---------- Record set

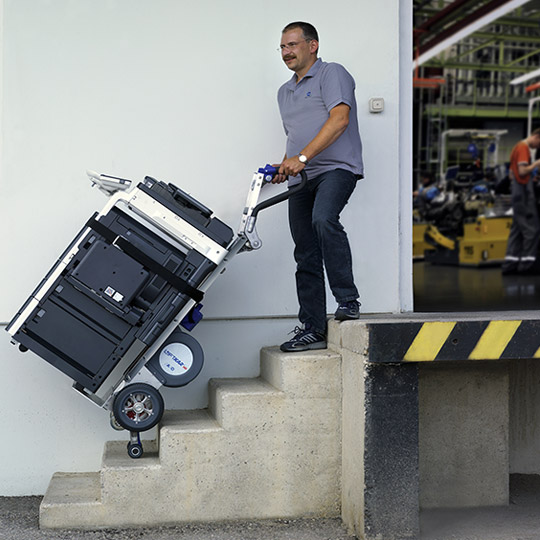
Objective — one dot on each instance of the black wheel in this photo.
(138, 407)
(135, 451)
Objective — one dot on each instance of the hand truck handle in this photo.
(281, 196)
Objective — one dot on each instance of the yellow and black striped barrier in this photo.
(454, 341)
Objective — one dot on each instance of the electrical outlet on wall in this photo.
(376, 105)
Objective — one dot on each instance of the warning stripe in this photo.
(494, 340)
(429, 341)
(453, 340)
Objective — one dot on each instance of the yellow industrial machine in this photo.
(483, 242)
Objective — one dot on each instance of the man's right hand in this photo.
(279, 178)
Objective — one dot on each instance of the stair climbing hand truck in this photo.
(112, 311)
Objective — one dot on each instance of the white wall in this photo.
(185, 92)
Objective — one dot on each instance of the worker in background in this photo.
(425, 193)
(524, 235)
(318, 110)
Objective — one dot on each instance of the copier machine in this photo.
(112, 312)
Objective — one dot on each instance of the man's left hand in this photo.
(291, 166)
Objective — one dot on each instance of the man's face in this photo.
(295, 50)
(535, 142)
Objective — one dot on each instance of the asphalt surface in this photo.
(520, 520)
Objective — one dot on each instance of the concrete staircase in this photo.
(265, 448)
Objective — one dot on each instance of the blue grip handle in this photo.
(269, 172)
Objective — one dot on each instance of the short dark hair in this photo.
(309, 31)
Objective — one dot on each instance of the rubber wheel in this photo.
(138, 407)
(135, 451)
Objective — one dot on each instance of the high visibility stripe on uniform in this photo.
(494, 340)
(429, 341)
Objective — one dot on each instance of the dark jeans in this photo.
(320, 239)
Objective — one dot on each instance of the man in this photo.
(523, 240)
(318, 110)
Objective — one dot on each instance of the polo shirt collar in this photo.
(291, 84)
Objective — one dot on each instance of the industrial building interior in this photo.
(475, 96)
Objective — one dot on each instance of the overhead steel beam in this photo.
(465, 27)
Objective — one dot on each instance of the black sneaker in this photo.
(304, 340)
(348, 311)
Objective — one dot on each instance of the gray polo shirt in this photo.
(304, 109)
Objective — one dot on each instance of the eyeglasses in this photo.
(291, 45)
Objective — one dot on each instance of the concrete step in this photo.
(71, 500)
(313, 374)
(267, 447)
(243, 403)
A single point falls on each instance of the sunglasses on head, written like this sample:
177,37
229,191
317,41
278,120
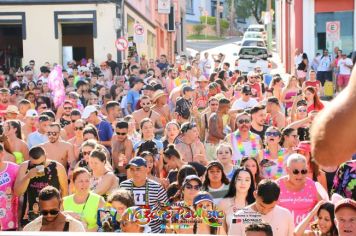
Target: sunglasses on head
273,134
246,121
303,171
190,186
52,133
52,212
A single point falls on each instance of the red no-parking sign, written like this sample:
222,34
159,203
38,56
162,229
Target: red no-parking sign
333,31
121,44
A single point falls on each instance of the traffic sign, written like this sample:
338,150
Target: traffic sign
139,30
121,44
333,31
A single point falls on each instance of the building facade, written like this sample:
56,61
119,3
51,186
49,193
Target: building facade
302,24
44,30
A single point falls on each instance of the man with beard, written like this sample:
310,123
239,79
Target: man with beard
56,149
216,128
4,101
243,141
147,112
258,114
52,218
122,148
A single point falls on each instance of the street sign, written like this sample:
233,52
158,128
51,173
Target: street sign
139,33
164,6
332,31
121,44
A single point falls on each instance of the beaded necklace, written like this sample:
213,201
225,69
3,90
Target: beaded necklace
280,164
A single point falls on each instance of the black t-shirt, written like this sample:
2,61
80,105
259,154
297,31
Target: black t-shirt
260,133
173,174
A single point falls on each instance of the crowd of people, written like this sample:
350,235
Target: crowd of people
190,147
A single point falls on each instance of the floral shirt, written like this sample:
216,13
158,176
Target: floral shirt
345,180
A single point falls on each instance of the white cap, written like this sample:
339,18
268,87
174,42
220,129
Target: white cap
88,110
31,113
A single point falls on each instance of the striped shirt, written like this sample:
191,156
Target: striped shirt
156,197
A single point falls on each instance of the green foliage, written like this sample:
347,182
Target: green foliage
198,29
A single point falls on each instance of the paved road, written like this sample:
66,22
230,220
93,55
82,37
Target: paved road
202,46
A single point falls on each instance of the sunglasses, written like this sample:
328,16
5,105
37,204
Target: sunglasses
195,187
273,134
303,171
52,133
246,121
122,134
52,212
86,153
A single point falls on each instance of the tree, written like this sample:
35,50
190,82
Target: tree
247,8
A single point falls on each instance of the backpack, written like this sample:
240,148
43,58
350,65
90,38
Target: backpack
328,89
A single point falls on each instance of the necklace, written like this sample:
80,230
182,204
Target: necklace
280,164
240,146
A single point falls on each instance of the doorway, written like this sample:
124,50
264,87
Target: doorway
11,47
80,37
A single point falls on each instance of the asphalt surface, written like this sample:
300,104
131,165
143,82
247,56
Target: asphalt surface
202,45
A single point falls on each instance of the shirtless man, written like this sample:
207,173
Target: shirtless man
160,106
30,123
216,128
122,148
147,112
189,145
56,149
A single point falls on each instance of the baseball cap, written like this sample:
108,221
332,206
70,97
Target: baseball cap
191,177
31,113
187,88
345,203
303,146
202,197
88,110
137,162
12,109
246,89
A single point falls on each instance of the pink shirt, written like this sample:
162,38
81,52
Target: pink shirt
298,203
8,200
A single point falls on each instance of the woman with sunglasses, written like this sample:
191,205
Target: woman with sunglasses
324,225
78,138
184,198
273,157
239,195
83,205
299,194
102,181
251,163
14,143
313,100
215,181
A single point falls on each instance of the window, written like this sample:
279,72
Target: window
189,7
346,30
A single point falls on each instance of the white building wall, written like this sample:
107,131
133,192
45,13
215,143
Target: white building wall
309,28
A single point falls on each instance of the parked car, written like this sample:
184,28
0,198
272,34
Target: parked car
251,56
257,42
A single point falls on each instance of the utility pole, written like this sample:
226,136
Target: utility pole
218,18
232,11
269,25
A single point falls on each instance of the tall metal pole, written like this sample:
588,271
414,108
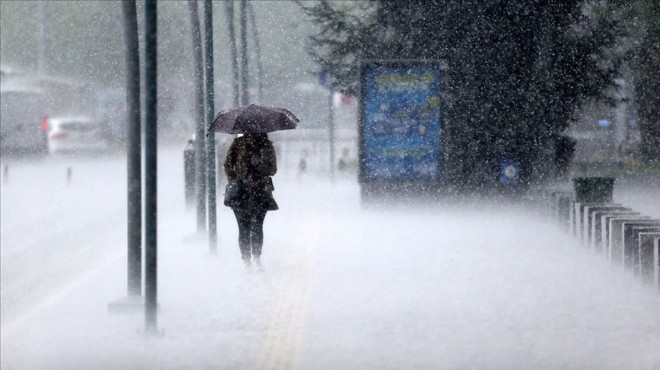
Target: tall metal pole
133,149
229,14
210,114
200,133
151,161
331,127
244,57
257,49
41,56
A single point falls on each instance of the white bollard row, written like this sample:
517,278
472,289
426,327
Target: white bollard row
623,236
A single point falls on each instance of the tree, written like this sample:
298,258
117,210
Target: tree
517,70
646,59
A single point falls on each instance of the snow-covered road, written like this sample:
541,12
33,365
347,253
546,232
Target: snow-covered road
455,285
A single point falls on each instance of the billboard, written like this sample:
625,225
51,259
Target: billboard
401,120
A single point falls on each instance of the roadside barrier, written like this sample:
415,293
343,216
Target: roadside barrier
625,238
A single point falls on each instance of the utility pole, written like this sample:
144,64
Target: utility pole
257,49
41,55
133,149
151,165
210,114
331,128
200,133
245,97
233,50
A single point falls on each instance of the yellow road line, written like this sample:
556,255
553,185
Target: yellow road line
281,346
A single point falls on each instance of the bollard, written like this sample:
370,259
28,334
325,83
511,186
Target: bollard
593,189
630,236
645,244
605,228
616,237
595,238
588,219
189,172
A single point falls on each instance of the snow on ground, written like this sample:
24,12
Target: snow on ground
478,286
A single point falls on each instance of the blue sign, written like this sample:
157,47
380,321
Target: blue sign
401,121
509,171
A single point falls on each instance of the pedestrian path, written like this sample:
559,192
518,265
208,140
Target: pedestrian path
435,287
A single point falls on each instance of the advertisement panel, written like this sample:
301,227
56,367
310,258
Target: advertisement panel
401,121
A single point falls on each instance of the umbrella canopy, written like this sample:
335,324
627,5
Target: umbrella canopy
254,118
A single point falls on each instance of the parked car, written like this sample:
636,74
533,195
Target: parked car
22,130
75,134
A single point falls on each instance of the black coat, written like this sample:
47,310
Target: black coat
253,162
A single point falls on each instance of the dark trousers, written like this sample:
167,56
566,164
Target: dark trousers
250,231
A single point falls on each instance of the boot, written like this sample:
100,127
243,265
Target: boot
257,263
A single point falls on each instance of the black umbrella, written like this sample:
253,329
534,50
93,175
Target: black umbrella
254,118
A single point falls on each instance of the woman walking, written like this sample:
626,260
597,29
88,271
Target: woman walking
251,161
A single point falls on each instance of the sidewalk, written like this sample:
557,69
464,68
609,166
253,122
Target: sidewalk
346,288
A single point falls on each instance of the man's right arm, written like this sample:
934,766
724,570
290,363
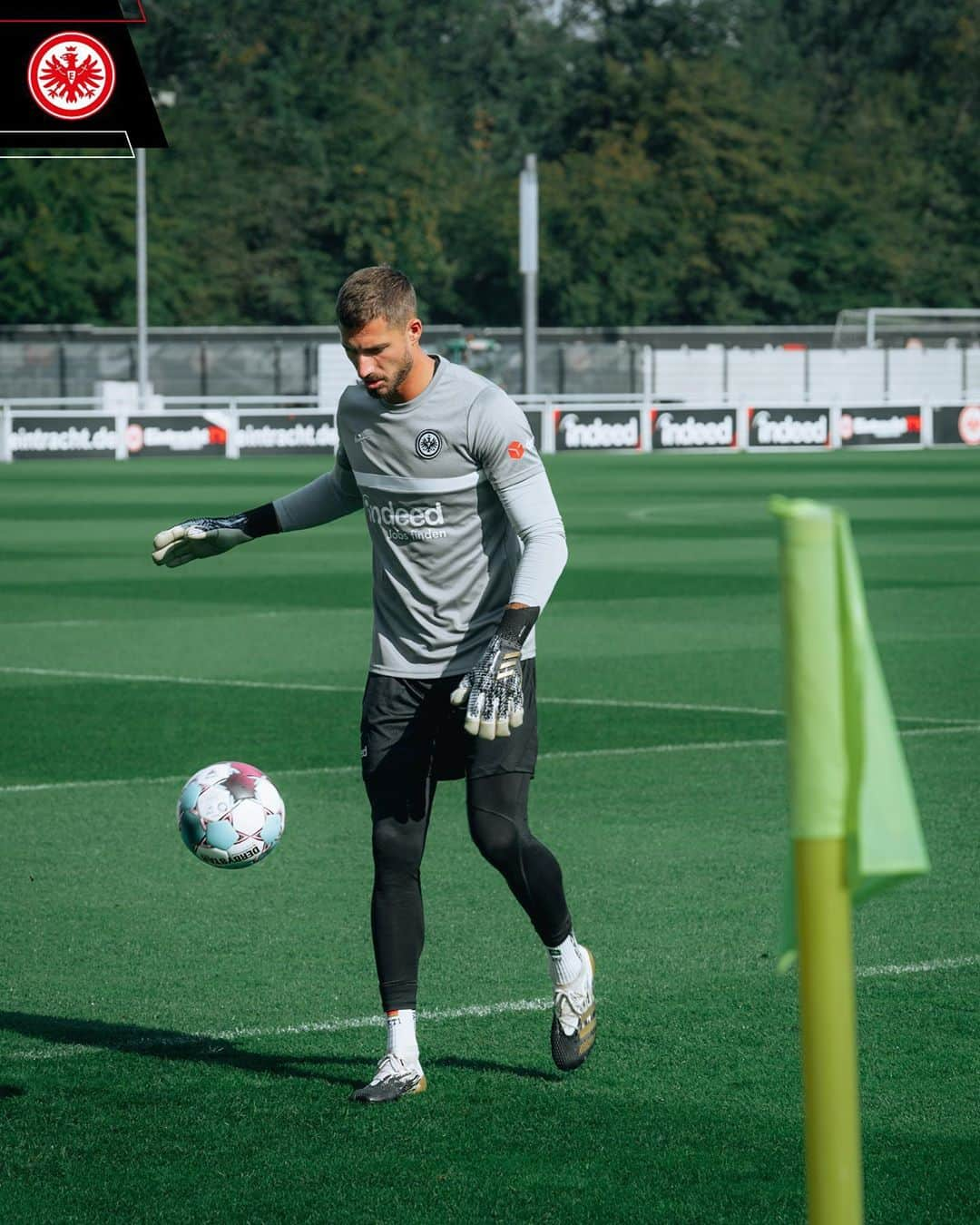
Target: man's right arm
328,497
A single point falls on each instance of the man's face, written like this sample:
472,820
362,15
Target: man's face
382,354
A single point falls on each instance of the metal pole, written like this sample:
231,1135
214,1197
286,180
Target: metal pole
529,270
142,356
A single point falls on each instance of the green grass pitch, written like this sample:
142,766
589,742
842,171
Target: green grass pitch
177,1044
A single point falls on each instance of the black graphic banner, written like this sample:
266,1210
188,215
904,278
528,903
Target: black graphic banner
70,79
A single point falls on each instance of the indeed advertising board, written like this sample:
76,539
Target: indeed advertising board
597,429
693,429
881,427
956,426
777,427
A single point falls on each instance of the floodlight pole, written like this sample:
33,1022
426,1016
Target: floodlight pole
529,270
142,354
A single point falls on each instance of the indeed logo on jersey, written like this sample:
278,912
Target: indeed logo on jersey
403,524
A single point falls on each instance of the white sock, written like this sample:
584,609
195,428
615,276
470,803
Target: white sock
402,1040
565,962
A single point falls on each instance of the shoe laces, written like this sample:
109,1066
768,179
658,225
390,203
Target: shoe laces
394,1067
573,998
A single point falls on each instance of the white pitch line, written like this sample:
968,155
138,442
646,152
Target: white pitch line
74,622
230,1035
137,1045
944,963
151,679
559,755
310,688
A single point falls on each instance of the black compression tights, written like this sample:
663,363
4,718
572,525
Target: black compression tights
497,811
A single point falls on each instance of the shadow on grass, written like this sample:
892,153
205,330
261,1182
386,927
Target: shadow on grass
168,1044
454,1061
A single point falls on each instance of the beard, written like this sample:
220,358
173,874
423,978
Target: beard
394,381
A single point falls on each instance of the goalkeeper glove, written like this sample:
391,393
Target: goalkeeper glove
206,538
492,690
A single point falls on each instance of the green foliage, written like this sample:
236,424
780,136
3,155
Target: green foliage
762,161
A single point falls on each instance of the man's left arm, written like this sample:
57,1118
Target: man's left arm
504,445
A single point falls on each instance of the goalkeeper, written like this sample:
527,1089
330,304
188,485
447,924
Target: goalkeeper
468,544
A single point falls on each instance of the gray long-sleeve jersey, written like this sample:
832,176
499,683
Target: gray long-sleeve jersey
459,511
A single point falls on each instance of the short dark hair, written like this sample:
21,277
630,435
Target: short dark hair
378,291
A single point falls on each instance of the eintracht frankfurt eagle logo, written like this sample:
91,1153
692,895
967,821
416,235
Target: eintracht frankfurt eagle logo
71,75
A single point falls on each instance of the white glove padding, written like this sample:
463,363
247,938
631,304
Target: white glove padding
493,690
198,538
496,699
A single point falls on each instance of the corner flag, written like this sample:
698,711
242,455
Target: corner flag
854,828
848,772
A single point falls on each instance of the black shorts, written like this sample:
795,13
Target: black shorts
409,730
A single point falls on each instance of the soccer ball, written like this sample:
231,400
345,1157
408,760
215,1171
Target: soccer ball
230,815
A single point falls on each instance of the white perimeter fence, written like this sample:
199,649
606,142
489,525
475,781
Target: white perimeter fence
77,429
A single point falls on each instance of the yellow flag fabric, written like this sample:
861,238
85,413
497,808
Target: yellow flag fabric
847,769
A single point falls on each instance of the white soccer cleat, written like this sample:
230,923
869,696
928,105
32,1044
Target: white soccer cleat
395,1078
573,1017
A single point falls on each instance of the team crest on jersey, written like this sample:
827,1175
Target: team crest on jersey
427,445
71,75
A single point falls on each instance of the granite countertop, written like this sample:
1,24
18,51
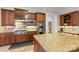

--------------------

**Requirement:**
Each line from the line containing "A single point falls on each instance of the white perimeter" through the last line above must be written out exactly, and every picture must be omitted.

**Task answer:**
A single point falls on each instance of the white perimeter fence, written like this sample:
199,649
606,142
489,525
475,781
Target: white perimeter fence
77,429
A single point falls on each instance of the yellow flag fabric, written like this sample:
861,238
85,413
497,808
Target: yellow flag fabric
847,769
A single point falls on each instance of the white soccer cleat, written like this sample:
230,923
869,696
928,105
32,1044
Target: white soccer cleat
395,1078
573,1017
A single point falls on each instance of the team crest on jersey, written like this sample:
827,1175
Target: team crest on jersey
427,445
71,75
A single point falls on each instance of the granite countertop, written like this sample:
1,24
18,51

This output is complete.